=== TASK TO CARRY OUT ===
Skip any picture you find and retype all the remaining lines exactly.

Position annotation records:
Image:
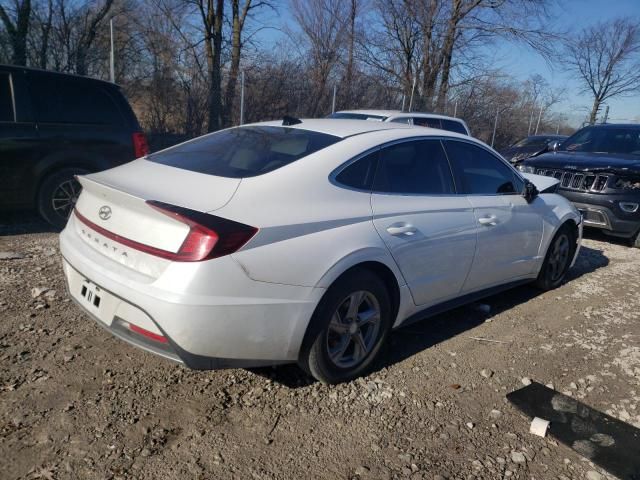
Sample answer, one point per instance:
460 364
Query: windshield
356 116
244 151
532 142
604 140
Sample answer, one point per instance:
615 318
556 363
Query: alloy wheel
353 329
65 196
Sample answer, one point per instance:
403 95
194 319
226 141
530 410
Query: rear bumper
210 313
604 212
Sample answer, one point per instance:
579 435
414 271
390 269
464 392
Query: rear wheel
58 195
558 259
348 328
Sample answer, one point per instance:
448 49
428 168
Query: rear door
428 228
509 229
18 142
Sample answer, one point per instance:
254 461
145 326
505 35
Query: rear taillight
140 144
209 236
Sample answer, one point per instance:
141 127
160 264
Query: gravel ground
76 403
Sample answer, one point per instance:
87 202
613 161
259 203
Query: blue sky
574 14
521 62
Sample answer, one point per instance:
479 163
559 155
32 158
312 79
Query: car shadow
20 222
412 339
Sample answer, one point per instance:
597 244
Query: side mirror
530 191
553 145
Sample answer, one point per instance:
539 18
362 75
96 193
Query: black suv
54 126
599 171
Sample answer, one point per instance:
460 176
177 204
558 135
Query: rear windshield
245 151
356 116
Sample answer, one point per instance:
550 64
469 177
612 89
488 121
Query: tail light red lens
140 144
209 236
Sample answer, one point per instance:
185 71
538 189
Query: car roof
344 128
379 113
338 127
17 68
615 125
401 114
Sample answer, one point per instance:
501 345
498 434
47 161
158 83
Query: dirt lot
76 403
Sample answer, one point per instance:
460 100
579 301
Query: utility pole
412 90
538 124
112 55
333 104
242 97
495 126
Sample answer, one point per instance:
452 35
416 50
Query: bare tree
17 29
606 58
323 27
239 15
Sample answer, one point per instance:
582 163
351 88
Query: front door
509 230
428 228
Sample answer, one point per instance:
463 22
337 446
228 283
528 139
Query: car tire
348 328
57 195
557 261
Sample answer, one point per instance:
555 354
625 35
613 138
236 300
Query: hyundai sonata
306 241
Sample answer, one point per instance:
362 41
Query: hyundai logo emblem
105 212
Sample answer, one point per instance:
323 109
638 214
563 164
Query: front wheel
348 328
558 260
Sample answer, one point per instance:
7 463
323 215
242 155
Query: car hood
541 182
592 162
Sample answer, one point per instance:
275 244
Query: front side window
69 100
415 167
6 99
625 140
480 172
244 151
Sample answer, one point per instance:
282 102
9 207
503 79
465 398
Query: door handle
488 221
398 230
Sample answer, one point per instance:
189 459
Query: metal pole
495 126
530 122
412 89
538 124
333 104
242 97
112 55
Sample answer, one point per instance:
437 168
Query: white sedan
306 241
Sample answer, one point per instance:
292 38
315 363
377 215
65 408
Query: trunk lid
114 202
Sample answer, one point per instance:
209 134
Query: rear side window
244 151
6 99
427 122
481 172
416 167
360 173
453 126
69 100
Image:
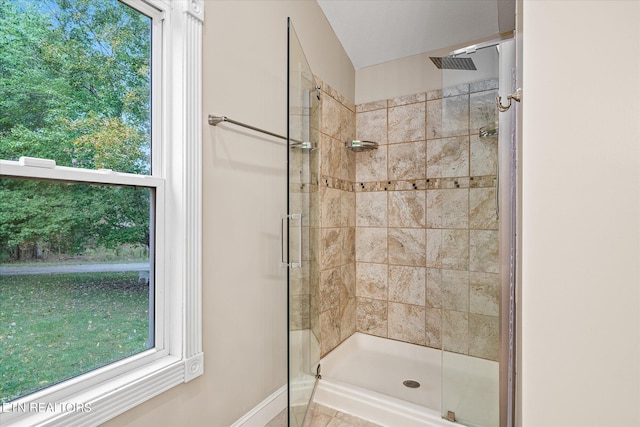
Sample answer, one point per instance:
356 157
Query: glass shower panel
464 192
303 118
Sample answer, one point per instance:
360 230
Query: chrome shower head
453 63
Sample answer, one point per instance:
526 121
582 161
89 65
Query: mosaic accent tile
455 331
407 123
484 336
372 280
407 246
371 245
448 157
407 208
434 119
407 284
484 155
483 251
407 323
371 209
369 106
455 116
434 94
407 161
484 293
482 209
372 316
372 126
433 327
448 208
407 99
455 290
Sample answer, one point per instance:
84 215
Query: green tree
74 87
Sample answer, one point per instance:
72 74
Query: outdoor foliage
74 87
54 327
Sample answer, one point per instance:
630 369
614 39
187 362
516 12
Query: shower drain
411 383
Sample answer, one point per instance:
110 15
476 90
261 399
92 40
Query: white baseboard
265 411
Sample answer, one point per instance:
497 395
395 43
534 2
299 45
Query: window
89 142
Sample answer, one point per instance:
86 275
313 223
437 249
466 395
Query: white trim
118 387
265 411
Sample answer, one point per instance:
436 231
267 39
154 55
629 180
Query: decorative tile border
488 181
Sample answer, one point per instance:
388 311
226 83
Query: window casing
99 395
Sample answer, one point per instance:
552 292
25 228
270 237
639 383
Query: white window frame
177 357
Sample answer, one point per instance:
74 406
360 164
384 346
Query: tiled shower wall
334 232
426 229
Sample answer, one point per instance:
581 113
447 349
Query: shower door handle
283 261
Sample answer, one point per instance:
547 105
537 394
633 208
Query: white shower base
363 376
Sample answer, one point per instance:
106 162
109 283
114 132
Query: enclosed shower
398 233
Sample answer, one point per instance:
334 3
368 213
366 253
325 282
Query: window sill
107 400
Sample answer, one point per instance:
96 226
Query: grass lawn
57 326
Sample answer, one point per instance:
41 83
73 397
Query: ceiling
377 31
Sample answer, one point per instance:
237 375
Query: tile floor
322 416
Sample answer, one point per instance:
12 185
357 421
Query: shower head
489 130
453 63
357 145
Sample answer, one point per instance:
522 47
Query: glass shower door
304 348
472 193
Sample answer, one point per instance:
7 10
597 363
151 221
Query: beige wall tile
372 316
407 123
407 247
484 155
371 165
455 331
407 208
407 323
372 280
407 284
448 249
372 126
434 288
371 209
433 327
455 116
407 99
407 160
329 330
371 244
448 157
483 251
455 290
484 336
434 119
330 207
448 208
482 110
484 293
482 209
330 286
331 247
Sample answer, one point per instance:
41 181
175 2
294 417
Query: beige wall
244 193
581 211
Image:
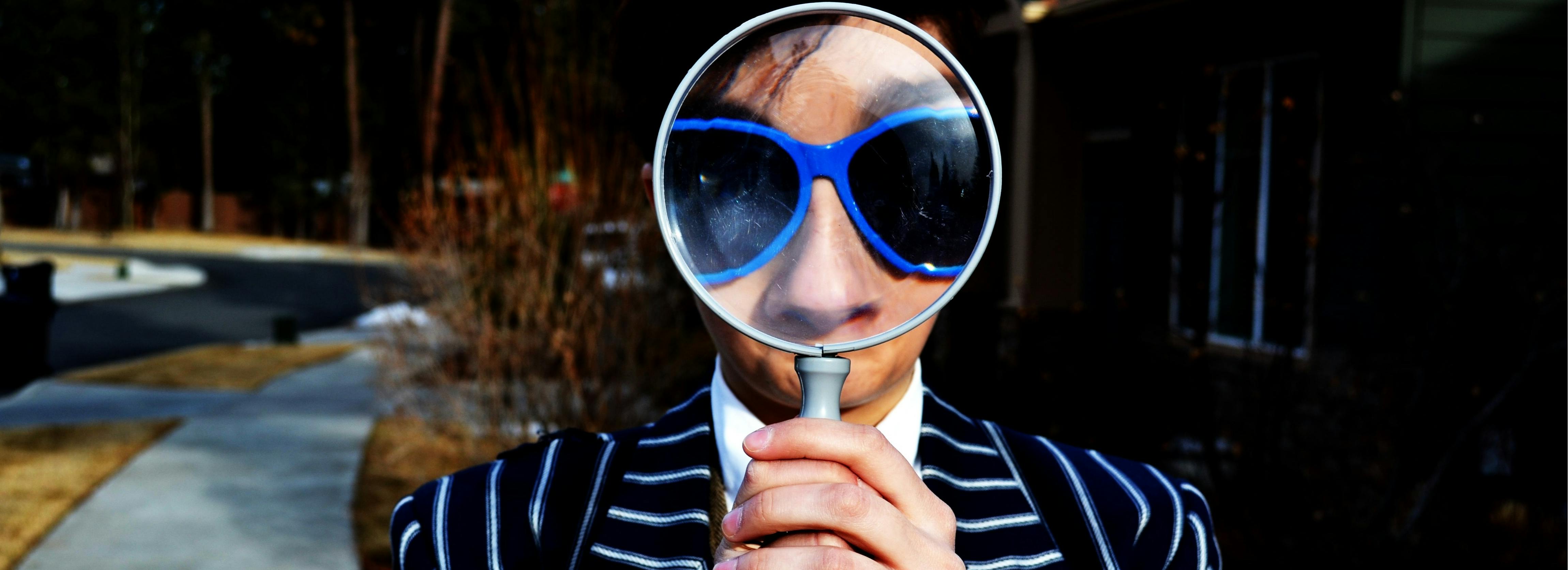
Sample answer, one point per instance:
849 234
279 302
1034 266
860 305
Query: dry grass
400 455
215 367
45 472
189 242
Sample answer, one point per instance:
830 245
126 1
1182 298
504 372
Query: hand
844 481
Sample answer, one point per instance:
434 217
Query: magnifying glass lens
737 195
827 179
924 188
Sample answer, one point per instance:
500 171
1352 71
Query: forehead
824 82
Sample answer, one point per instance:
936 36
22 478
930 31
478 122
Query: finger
728 550
865 451
800 558
855 514
791 472
810 539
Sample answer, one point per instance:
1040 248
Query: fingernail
758 439
731 524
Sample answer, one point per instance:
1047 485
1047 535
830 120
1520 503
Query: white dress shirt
733 422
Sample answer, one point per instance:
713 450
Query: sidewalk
170 242
248 481
87 278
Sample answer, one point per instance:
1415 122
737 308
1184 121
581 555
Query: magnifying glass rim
686 88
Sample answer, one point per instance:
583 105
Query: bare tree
129 95
358 164
438 66
204 85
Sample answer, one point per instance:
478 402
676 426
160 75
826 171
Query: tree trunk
208 192
358 165
438 66
127 118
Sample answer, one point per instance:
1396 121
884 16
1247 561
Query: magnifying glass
827 178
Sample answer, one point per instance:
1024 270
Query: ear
648 182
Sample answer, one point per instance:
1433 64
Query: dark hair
659 41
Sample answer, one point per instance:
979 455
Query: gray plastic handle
821 384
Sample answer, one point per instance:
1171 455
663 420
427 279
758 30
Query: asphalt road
238 303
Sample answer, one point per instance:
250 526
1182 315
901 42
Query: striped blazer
646 498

=== SOLUTION TO THE EXERCISE ===
Image:
Sample answer, one point per instance:
460 364
Query: windshield
356 116
244 151
532 142
604 140
Sample answer, one point per instance:
615 318
556 363
Query: alloy wheel
353 329
65 196
Sample answer, one point per instance:
403 95
194 319
226 141
530 410
Query: rear bumper
210 313
604 212
Sample answer, one point per instance:
579 435
414 271
390 269
464 392
Query: rear wheel
58 195
558 259
348 328
Sample answer, one point per instance:
448 49
428 168
Query: rear door
428 228
509 229
18 142
Sample answer, one point per instance:
254 461
145 326
505 35
Query: rear taillight
140 144
209 236
Sample answer, one point per instance:
141 127
160 264
Query: gravel ground
76 403
Sample answer, one point per instance:
87 202
613 161
259 203
Query: blue sky
574 14
521 62
Sample answer, one point per instance:
479 163
559 155
32 158
312 79
Query: car shadow
20 222
412 339
Sample answer, one point per instance:
597 244
Query: side mirror
530 191
553 145
Sample answer, one point per instance:
539 18
362 75
96 193
Query: black suv
54 126
599 171
Sample answer, one point per instance:
460 176
177 204
558 135
Query: rear windshield
245 151
356 116
Sample answer, one point per instance:
550 64
469 177
612 89
488 121
Query: tail light red lens
140 144
209 236
Sample answer, one point per instance:
185 71
538 189
Query: car roof
344 128
379 113
338 127
17 68
615 125
401 114
Sample answer, one point per instance:
501 345
498 434
47 161
158 83
Query: dirt lot
76 403
Sample answer, one point per instance:
460 100
579 301
Query: utility pole
412 90
538 124
112 55
333 104
242 97
495 126
Sample answer, one point per instance:
452 35
416 50
Query: bare tree
17 29
606 58
323 27
239 15
Sample answer, one point per instance:
582 163
351 88
Query: front door
509 230
428 228
Sample answer, one point per instance:
463 22
337 446
228 283
528 139
Query: car tire
348 328
57 195
557 261
Sample answer, one point per instance:
555 354
625 35
613 138
236 300
Query: hyundai sonata
306 241
Sample answer, one point per instance:
362 41
Query: hyundai logo emblem
105 212
Sample answer, one point per instance:
323 109
638 214
563 164
Query: front wheel
348 328
558 260
Sample answer, one point per instance:
7 463
323 215
242 155
Query: car hood
541 182
592 162
Sample answer, one point per instance:
275 244
Query: front side window
69 100
415 167
6 99
625 140
480 172
244 151
Sample answer, one point per instance:
282 102
9 207
503 79
465 398
Query: door handle
488 221
398 230
Sample answer, one point per instance:
189 459
Query: metal pole
495 126
530 122
412 89
538 124
333 104
242 97
112 55
Sample answer, one point per instance:
437 168
Query: white sedan
306 241
Sample answer, one point per instance:
292 38
315 363
377 215
65 408
Query: trunk lid
114 202
Sample answer, one point per instance:
209 134
Query: rear side window
244 151
6 99
427 122
481 172
416 167
360 173
453 126
69 100
Image:
Sample answer, one point per instance:
356 157
Query: glass shower panel
464 192
303 118
Sample answer, one point per instance:
360 230
Query: chrome shower head
453 63
Sample answer, one point per instance:
526 121
582 161
89 65
Query: mosaic accent tile
455 331
407 123
484 336
372 280
407 246
371 245
448 157
407 208
434 119
407 284
484 155
483 251
407 323
371 209
369 106
455 116
434 94
407 161
484 293
482 209
372 316
372 126
433 327
448 208
407 99
455 290
Sample answer, one point per instance:
84 215
Query: green tree
74 87
Sample answer, one point per instance:
72 74
Query: outdoor foliage
74 87
54 327
Sample answer, one point per instance:
630 369
614 39
187 362
516 12
Query: shower drain
411 383
Sample answer, one point per instance:
110 15
476 90
261 399
92 40
Query: white baseboard
265 411
Sample answer, one point per instance:
497 395
395 43
534 2
299 45
Query: window
89 142
Sample answer, one point per instance:
86 275
313 223
437 249
466 395
Query: white trim
118 387
265 411
Sample answer, one point per instance:
436 231
267 39
154 55
629 180
Query: decorative tile border
488 181
Sample answer, one point per instance:
388 311
226 83
Query: window casing
99 395
Sample answer, one point per instance:
552 292
25 228
270 237
639 383
Query: white window frame
177 357
Sample answer, one point per instance:
74 406
360 164
384 346
Query: tiled shower wall
334 232
426 229
Sample answer, one point per instance:
581 113
447 349
Query: shower door handle
283 261
Sample answer, one point per instance:
547 105
537 394
633 208
Query: white shower base
363 376
Sample answer, one point per instance:
106 162
109 283
114 132
Query: enclosed shower
398 233
Sample answer, one point per instance:
334 3
368 213
366 253
325 282
Query: window sill
107 400
Sample answer, one point per instance:
96 226
Query: grass lawn
57 326
Sample answer, one point per instance:
41 83
73 397
Query: ceiling
377 31
Sample answer, one point per instance:
237 375
Query: tile floor
322 416
Sample answer, one point per instance:
12 185
357 421
Query: shower head
489 130
453 63
357 145
Sample answer, one point per instance:
522 47
Query: glass shower door
304 348
472 193
Sample answer, one point per instance:
7 10
597 363
151 221
Query: beige wall tile
372 316
407 123
407 247
484 155
371 165
455 331
407 208
407 323
372 280
407 284
448 249
372 126
434 288
371 209
433 327
455 116
407 99
407 160
329 330
371 244
448 157
483 251
455 290
484 336
434 119
330 207
448 208
482 110
484 293
482 209
330 286
331 247
Sample answer, one point per instance:
41 181
175 2
294 417
Query: beige wall
244 193
581 211
Image:
Sample answer, one point per instance:
849 234
279 302
1034 266
860 305
Query: dry grass
400 455
215 367
45 472
189 242
Sample answer, one point per instance:
830 245
126 1
1182 298
504 372
Query: hand
844 481
Sample answer, one point per instance:
434 217
Query: magnifying glass lens
737 195
827 179
924 188
Sample answer, one point per instance:
500 171
1352 71
Query: forehead
824 82
Sample answer, one point per instance:
936 36
22 478
930 31
478 122
Query: finger
728 550
865 451
800 558
855 514
791 472
810 539
Sample answer, one point per instance:
1040 248
Query: fingernail
758 439
731 524
Sample answer, one point per instance:
1047 485
1047 535
830 120
1520 503
Query: white dress shirt
733 422
Sample answer, one point per instance:
713 450
Query: sidewalk
170 242
248 481
87 278
Sample answer, one point per instance:
1415 122
737 308
1184 121
581 555
Query: magnifying glass rim
686 88
Sample answer, one point per instance:
583 105
Query: bare tree
129 95
358 164
438 66
204 85
Sample answer, one point per instance:
478 402
676 426
160 75
826 171
Query: tree trunk
208 192
358 165
438 66
127 118
Sample answer, one point per instance:
1396 121
884 16
1247 561
Query: magnifying glass
827 178
Sample answer, one point per instance:
1024 270
Query: ear
648 182
Sample answer, one point per instance:
1433 64
Query: dark hair
659 41
Sample answer, one point per instance:
979 455
Query: gray plastic handle
821 384
Sample answer, one point per instance:
1171 455
663 420
427 279
758 30
Query: asphalt road
238 303
Sample answer, one point per instance:
250 526
1182 315
901 42
Query: striped blazer
646 498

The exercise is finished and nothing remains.